**Goal of the exercise:**
Reproduce only the lines from the line with "In the photo above, where can the beige blazer" to the line with "(1068, 267)", inclusive, substituting "note the coordinates of each" for "record the location of each" and leaving everything else unchanged.

**Task input:**
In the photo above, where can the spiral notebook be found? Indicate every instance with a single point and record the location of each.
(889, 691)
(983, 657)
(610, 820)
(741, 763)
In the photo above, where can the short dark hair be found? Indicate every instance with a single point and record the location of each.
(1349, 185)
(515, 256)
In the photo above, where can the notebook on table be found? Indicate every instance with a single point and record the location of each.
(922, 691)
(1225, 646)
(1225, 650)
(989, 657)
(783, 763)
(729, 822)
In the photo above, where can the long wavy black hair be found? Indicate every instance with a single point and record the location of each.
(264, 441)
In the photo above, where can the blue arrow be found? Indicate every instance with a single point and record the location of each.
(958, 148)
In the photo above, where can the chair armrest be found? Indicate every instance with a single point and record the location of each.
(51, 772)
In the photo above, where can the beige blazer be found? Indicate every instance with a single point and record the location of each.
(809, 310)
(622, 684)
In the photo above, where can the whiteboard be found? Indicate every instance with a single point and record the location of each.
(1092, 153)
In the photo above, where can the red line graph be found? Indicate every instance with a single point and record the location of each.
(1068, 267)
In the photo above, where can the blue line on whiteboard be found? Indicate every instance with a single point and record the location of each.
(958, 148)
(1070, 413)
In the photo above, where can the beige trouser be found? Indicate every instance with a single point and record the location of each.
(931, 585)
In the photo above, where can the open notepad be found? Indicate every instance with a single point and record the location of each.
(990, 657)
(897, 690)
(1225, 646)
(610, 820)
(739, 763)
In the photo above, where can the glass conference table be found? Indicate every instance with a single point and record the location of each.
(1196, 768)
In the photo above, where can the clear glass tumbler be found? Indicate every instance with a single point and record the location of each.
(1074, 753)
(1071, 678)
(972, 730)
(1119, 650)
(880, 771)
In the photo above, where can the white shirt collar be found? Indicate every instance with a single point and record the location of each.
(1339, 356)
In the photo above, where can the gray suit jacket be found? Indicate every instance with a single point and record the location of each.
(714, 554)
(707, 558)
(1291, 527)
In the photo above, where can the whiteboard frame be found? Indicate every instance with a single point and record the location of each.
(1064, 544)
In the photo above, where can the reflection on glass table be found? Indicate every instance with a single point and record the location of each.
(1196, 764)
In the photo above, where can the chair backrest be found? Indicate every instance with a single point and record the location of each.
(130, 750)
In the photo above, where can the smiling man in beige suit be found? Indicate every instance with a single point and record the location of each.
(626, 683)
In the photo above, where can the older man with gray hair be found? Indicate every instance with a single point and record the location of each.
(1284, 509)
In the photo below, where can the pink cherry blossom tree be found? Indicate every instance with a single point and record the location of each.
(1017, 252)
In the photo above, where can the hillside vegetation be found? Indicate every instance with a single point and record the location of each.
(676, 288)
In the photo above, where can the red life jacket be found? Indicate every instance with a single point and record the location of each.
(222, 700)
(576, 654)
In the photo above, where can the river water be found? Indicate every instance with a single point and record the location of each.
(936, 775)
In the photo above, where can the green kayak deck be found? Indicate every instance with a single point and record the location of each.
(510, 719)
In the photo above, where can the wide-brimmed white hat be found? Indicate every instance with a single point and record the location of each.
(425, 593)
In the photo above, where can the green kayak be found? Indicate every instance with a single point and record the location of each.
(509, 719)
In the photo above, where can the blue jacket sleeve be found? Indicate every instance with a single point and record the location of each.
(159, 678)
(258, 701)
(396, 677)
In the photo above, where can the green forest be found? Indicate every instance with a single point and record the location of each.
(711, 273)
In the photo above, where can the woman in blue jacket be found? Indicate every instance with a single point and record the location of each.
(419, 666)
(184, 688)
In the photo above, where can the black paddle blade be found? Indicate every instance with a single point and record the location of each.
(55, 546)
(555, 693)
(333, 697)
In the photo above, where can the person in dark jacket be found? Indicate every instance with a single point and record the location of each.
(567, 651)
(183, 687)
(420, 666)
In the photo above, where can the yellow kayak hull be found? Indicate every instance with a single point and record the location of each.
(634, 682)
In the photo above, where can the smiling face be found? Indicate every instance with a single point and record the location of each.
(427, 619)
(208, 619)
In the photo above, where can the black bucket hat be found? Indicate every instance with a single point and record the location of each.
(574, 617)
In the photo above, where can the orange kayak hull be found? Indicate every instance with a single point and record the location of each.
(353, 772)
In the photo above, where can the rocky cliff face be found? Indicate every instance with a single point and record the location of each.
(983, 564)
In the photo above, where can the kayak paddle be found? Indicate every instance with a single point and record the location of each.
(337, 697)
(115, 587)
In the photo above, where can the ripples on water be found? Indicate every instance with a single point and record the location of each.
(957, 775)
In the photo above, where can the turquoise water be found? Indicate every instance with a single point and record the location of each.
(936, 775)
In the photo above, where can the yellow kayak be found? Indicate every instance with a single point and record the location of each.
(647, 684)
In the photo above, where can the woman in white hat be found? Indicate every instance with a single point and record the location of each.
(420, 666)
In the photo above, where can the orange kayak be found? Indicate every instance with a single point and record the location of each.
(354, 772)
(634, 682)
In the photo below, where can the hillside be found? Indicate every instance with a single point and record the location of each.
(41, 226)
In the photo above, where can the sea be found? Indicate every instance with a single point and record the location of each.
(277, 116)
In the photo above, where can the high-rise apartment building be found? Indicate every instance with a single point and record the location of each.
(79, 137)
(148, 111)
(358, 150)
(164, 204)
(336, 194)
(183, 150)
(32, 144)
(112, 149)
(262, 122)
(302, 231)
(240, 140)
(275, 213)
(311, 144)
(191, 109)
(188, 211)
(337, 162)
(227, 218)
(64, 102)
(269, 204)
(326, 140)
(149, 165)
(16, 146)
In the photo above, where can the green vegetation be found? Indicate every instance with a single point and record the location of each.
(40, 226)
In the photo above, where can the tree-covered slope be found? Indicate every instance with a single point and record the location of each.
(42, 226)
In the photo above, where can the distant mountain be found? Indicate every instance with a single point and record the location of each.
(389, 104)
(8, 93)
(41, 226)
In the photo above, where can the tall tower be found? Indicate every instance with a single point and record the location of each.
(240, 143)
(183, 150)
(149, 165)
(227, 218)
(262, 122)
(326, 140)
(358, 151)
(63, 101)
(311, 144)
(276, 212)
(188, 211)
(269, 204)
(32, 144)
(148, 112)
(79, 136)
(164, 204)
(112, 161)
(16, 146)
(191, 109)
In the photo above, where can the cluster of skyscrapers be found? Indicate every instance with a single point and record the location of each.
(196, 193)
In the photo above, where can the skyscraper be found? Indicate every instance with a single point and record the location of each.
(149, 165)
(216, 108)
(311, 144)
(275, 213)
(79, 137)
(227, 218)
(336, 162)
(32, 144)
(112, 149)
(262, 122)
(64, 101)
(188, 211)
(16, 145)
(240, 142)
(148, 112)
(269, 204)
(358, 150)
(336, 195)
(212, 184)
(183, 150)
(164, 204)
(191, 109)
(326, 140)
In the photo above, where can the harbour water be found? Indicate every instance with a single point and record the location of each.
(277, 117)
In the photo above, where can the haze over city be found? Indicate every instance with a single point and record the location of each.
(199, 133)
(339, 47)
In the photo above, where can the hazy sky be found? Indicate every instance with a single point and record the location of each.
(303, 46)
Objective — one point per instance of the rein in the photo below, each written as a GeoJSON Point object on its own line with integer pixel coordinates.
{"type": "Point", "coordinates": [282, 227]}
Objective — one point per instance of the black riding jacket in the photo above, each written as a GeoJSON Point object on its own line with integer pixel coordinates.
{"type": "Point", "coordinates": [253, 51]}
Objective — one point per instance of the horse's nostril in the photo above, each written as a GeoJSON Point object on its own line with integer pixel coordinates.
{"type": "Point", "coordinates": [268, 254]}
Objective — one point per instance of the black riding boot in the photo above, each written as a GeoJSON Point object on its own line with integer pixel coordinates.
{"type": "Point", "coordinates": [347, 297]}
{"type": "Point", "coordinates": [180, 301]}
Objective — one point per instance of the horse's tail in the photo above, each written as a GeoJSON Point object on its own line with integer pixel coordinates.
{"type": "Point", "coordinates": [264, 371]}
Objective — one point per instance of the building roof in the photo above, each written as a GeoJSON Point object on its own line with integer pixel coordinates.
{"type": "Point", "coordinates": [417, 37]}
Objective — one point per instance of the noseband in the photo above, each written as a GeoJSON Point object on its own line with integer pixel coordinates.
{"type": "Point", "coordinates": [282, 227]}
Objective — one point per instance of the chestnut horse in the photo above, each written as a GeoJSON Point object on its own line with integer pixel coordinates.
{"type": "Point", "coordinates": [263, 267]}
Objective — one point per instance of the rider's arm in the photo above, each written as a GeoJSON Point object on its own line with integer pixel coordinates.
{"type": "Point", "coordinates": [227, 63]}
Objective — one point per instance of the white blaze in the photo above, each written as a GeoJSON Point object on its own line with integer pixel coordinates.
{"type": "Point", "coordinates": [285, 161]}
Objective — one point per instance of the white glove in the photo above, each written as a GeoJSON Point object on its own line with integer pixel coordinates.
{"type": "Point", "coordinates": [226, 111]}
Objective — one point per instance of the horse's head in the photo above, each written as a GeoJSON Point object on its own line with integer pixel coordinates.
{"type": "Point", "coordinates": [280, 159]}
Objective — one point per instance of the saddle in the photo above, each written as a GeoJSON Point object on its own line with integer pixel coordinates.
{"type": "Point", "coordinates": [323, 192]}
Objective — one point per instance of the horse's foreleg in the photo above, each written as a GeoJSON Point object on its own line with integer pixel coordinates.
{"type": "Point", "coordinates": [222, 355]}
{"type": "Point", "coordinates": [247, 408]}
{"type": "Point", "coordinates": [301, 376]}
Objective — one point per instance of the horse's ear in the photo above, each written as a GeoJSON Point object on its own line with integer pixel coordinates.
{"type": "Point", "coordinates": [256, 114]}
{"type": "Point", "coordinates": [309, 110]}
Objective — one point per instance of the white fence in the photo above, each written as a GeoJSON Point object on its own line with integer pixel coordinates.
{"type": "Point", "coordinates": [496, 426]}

**Solution to this problem:**
In the photo above, where can the beige blazer be found? Indicate every instance with a single point and note the coordinates of each.
(809, 310)
(622, 684)
In the photo above, where can the whiteboard be found? Indicate every instance with a single point and note the coordinates of each.
(1092, 153)
In the photo above, where can the red line graph be found? Indicate every instance with a single point and note the coordinates of each.
(1068, 267)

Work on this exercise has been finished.